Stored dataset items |
:::::

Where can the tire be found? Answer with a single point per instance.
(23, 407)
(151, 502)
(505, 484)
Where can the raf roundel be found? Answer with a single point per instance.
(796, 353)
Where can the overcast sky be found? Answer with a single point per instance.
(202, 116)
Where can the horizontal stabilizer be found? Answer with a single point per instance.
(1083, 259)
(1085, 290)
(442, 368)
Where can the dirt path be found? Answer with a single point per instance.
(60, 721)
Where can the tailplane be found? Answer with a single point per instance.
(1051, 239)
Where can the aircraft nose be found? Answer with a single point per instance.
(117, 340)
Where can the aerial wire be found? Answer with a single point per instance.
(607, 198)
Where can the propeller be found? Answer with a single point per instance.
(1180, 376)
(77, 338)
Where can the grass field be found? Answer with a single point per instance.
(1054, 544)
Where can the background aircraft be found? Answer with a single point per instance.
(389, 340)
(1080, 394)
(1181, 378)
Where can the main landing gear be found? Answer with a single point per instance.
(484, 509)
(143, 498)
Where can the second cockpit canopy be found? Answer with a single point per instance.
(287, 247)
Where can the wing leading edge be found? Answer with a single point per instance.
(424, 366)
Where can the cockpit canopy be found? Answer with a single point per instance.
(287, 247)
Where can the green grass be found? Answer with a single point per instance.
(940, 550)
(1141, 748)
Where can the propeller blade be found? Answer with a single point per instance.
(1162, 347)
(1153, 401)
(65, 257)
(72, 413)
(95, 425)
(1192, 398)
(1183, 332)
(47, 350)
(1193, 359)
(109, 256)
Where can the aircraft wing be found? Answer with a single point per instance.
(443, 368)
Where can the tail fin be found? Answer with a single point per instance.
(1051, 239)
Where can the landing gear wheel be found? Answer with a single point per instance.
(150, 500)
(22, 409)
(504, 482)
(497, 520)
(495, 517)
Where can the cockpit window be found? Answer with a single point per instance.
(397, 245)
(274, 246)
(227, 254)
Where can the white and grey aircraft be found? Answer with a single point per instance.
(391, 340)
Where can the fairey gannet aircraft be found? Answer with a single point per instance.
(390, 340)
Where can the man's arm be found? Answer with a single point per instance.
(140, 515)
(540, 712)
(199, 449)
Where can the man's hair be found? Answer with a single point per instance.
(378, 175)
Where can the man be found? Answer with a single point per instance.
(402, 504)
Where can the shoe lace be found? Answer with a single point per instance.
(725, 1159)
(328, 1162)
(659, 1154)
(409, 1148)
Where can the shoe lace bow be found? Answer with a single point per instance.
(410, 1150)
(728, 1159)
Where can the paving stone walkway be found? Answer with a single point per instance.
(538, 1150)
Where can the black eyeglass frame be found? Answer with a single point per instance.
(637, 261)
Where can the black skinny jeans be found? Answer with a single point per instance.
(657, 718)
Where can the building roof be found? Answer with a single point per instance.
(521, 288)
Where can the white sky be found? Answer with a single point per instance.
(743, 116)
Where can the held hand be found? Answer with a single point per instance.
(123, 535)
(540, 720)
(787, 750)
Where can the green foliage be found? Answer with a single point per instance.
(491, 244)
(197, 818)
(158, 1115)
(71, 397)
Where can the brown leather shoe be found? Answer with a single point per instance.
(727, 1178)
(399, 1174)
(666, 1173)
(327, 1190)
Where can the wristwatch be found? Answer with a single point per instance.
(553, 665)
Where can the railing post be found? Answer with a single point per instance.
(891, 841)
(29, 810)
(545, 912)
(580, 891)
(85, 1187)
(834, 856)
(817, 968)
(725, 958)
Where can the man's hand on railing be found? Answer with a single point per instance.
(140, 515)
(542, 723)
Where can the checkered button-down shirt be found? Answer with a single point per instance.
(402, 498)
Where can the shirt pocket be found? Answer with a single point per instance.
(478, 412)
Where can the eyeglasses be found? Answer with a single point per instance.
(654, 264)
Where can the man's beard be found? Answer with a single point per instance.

:::::

Problem requirements | Repeat all the entries word for word.

Result for this task |
Where can the tire be found? Answer with a single point per instance.
(23, 407)
(151, 502)
(505, 484)
Where can the raf roundel be found? Answer with a single point per instance.
(796, 353)
Where can the overcast sky be found? Answer with a single point per instance.
(202, 116)
Where can the horizontal stabilizer be found? Answer with a single point per instance.
(1083, 259)
(1085, 290)
(442, 368)
Where can the dirt path be found? Answer with a single point per instance.
(60, 721)
Where can the tailplane be found? Answer with a single point per instance.
(1051, 239)
Where can the aircraft nose be found? Answer with a single point per instance.
(117, 340)
Where can the aerial wire be found? Answer with a single point per instance.
(607, 198)
Where can the propeller be found? Answer with a single point per instance.
(1180, 376)
(77, 338)
Where can the grass field be found? Answer with a single point per instance.
(1054, 544)
Where can the background aircraft be found? Answer with a single point per instance.
(389, 340)
(1080, 394)
(1181, 378)
Where can the main landing gear be found? Answer with a single point per instance.
(484, 509)
(143, 498)
Where can the second cockpit canopy be found? Answer with a single point per instance.
(287, 247)
Where can the wing leading edge be found? Answer with a single point per instance.
(424, 366)
Where can the cockpit canopy be found? Answer with a single point per instance.
(287, 247)
Where can the green grass be found? Answer with a single point per instance.
(940, 550)
(1141, 748)
Where can the propeller blade be found? Answer with a single point per instance.
(1162, 347)
(1153, 401)
(65, 257)
(72, 413)
(95, 425)
(1192, 398)
(1183, 332)
(47, 350)
(1193, 359)
(109, 256)
Where can the aircraft wing be found? Answer with a single point per instance.
(443, 368)
Where can the tail fin be found? Answer with a single point per instance.
(1051, 239)
Where can the landing gear wheel be found? Answer with a single point per instance.
(150, 500)
(22, 409)
(504, 482)
(497, 520)
(495, 517)
Where can the cockpit window be found? Answer with a single point per instance.
(397, 245)
(274, 246)
(227, 254)
Where can the white and grey aircraft be found? Answer with a single point per instance.
(391, 340)
Where can the fairey gannet aircraft be found? Answer with a single point per instance.
(390, 340)
Where can the man's arm be found? Answer with a single point per instance.
(140, 515)
(540, 712)
(199, 449)
Where can the man's hair be found? Answer with a single point per instance.
(378, 175)
Where can the man be found? Answer with a single point per instance.
(402, 504)
Where can the shoe lace be found? Answer with a single point per instance.
(725, 1159)
(328, 1162)
(659, 1154)
(409, 1148)
Where can the shoe lace bow be found? Answer with a single point per instance.
(410, 1150)
(728, 1159)
Where can the paving stone walkway be found? Answer with a single point per instance.
(538, 1150)
Where can the black eyeglass frame be found? Answer with a single point per instance.
(637, 261)
Where can the black skinny jeans be found? Answer with a single point per instance.
(657, 718)
Where can the building roof be found? Answer with a single point per instance.
(521, 288)
Where can the white sky be found? Answer with a single point per instance.
(743, 116)
Where can the held hand be found? Answer with a single point per instance.
(123, 535)
(540, 720)
(787, 750)
Where can the green foliage be found? Answer with a single point per instance.
(491, 244)
(197, 818)
(158, 1115)
(71, 397)
Where can the brown leather shoe be found? Answer with a single point per instance.
(727, 1178)
(399, 1174)
(666, 1173)
(327, 1190)
Where can the wristwatch be found? Answer with a single point per instance.
(553, 665)
Where can the railing post be found? Answer with a single point per instance.
(891, 841)
(29, 810)
(545, 912)
(580, 891)
(85, 1187)
(834, 856)
(817, 968)
(725, 958)
Where can the man's hand on railing be found? Answer with a single point per instance.
(140, 515)
(542, 723)
Where can the checkered button-down shirt be found? Answer with a single point per instance.
(402, 498)
Where can the shirt pocket be found? Answer with a single point per instance.
(478, 412)
Where can the eyeglasses be found? Answer with a single point per instance.
(654, 264)
Where can the man's beard be found? Answer with a single point per instance.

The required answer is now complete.